#### [Text excerpt]
Every morning we walked with John and his black Lab through Cherokee Park along green, overgrown trails, past a shallow stream and a bird sanctuary, through dew-wet grass and back home again. It was hot. We took it slow. It did not feel familiar.

On our second day, we strolled through Old Louisville, admiring the century-old mansions. They were mammoth, with beautiful details — gargoyles and mullioned windows, and ivy crawling up weathered brick. Secret gardens, set off by wrought-iron gates, were studded with benches and statuary. One, possibly subversively, had been turned into a community vegetable garden.

We drove past Spalding University, where my father had taught when it was still called Nazareth College. We tried to find St. Joseph's, but it had been torn down. And then we headed along Southwestern Parkway, looking for number 100.

#### [Data extract]
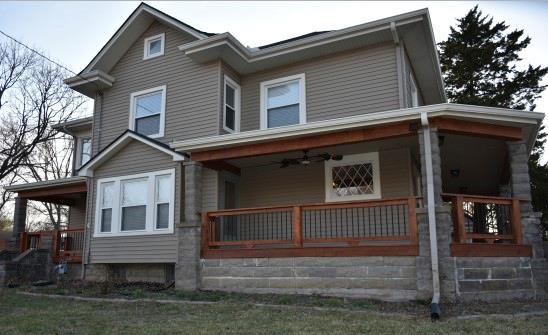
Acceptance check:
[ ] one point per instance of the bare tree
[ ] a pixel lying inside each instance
(50, 160)
(32, 98)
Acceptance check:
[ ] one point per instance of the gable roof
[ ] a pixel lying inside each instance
(118, 144)
(135, 25)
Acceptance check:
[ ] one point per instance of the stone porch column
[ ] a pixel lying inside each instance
(444, 228)
(187, 269)
(521, 189)
(19, 221)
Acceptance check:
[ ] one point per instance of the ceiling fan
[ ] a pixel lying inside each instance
(306, 159)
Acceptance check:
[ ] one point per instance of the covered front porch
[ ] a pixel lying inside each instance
(273, 201)
(66, 244)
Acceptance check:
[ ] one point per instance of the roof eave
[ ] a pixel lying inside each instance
(365, 120)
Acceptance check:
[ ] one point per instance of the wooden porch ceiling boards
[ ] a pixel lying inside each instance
(477, 128)
(64, 194)
(307, 142)
(354, 136)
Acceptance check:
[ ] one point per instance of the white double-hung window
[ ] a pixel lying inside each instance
(355, 177)
(154, 46)
(283, 102)
(231, 110)
(135, 205)
(147, 112)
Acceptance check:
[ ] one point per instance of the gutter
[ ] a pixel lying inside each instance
(434, 306)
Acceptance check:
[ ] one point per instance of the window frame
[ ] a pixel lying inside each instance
(148, 41)
(369, 157)
(80, 151)
(265, 85)
(237, 102)
(150, 224)
(133, 98)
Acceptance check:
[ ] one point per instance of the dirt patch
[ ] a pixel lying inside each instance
(145, 290)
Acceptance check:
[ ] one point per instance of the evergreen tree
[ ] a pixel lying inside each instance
(480, 61)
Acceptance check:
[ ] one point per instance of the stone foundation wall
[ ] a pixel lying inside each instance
(156, 273)
(386, 278)
(494, 278)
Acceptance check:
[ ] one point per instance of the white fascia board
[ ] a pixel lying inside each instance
(87, 169)
(360, 121)
(45, 184)
(256, 55)
(97, 76)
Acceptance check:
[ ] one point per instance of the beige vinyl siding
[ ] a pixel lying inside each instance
(351, 83)
(192, 98)
(273, 186)
(135, 158)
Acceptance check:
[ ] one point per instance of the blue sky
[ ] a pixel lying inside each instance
(73, 32)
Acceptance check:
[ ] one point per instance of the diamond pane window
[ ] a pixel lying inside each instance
(354, 177)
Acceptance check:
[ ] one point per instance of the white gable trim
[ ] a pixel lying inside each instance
(87, 169)
(142, 9)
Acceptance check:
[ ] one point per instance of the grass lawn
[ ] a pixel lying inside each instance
(38, 315)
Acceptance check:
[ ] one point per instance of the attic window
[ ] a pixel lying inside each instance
(154, 46)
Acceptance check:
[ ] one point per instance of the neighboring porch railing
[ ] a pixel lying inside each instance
(66, 245)
(491, 223)
(383, 227)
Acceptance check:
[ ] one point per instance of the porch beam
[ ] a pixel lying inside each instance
(477, 128)
(53, 191)
(221, 165)
(308, 142)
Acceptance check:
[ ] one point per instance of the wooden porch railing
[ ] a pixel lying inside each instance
(376, 227)
(486, 226)
(66, 245)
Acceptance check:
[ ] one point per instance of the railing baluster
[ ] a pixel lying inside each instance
(516, 222)
(297, 226)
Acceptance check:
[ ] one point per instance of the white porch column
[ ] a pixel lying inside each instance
(19, 221)
(187, 269)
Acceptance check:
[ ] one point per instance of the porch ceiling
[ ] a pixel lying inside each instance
(472, 165)
(346, 149)
(61, 191)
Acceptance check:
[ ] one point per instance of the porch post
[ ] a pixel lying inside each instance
(187, 269)
(521, 189)
(444, 227)
(19, 221)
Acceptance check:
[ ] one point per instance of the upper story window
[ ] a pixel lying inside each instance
(231, 110)
(413, 91)
(147, 112)
(136, 204)
(283, 102)
(355, 177)
(154, 46)
(85, 150)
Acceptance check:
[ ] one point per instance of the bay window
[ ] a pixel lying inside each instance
(283, 102)
(135, 205)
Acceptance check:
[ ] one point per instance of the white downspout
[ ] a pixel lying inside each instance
(431, 217)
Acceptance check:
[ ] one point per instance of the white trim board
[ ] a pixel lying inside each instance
(116, 146)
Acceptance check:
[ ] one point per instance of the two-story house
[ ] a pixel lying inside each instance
(328, 163)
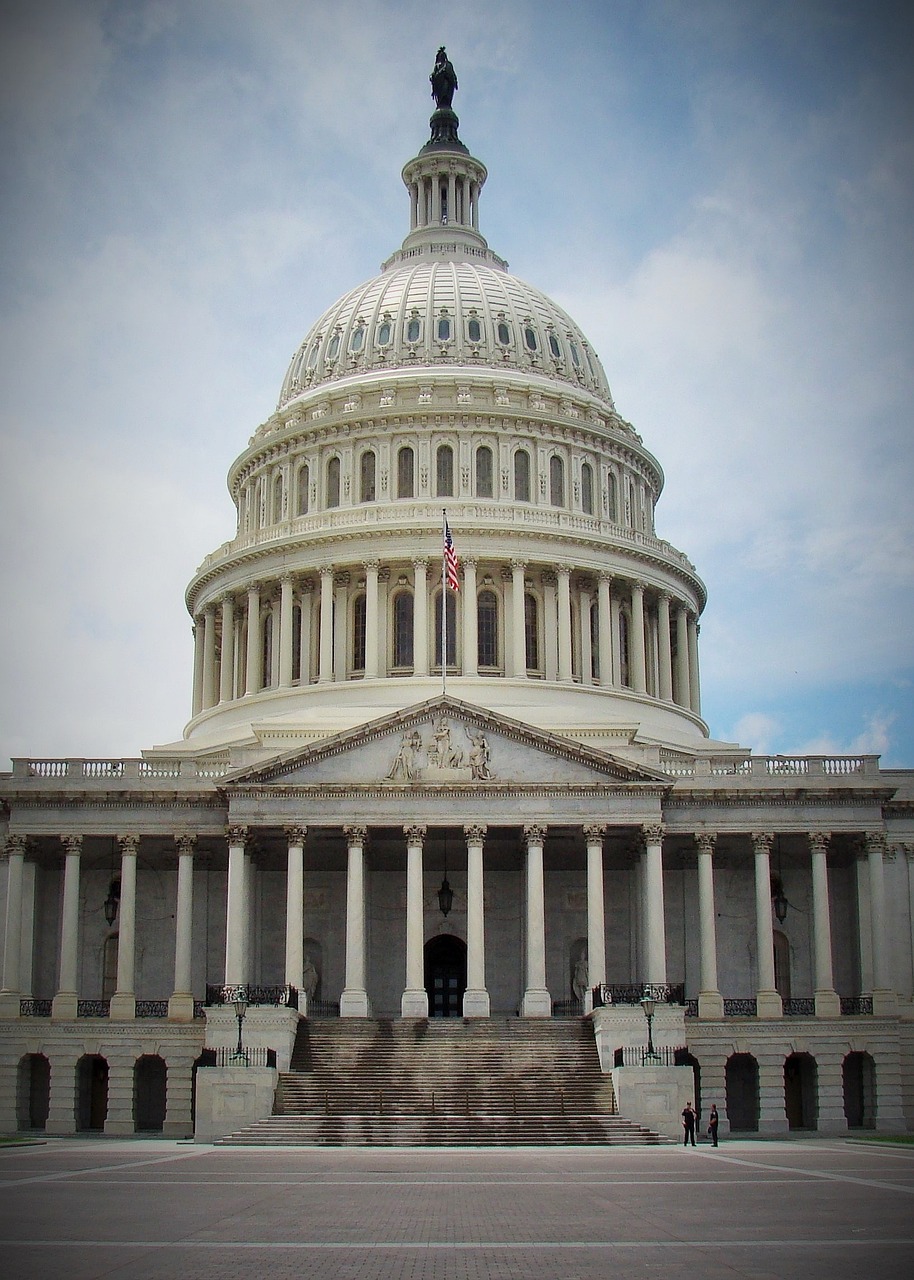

#### [Requirement 1]
Reproduce the stretch of the Louisville excerpt from "Every morning we" through "community vegetable garden." with no changes.
#### [Requirement 2]
Using the Louisville excerpt, answer the following:
(a) What color is John's Lab?
(b) What had one of the secret gardens been turned into?
(c) What was Spalding University called when the narrator's father taught there?

#### [Exercise result 1]
Every morning we walked with John and his black Lab through Cherokee Park along green, overgrown trails, past a shallow stream and a bird sanctuary, through dew-wet grass and back home again. It was hot. We took it slow. It did not feel familiar.

On our second day, we strolled through Old Louisville, admiring the century-old mansions. They were mammoth, with beautiful details — gargoyles and mullioned windows, and ivy crawling up weathered brick. Secret gardens, set off by wrought-iron gates, were studded with benches and statuary. One, possibly subversively, had been turned into a community vegetable garden.

#### [Exercise result 2]
(a) Black
(b) A community vegetable garden
(c) Nazareth College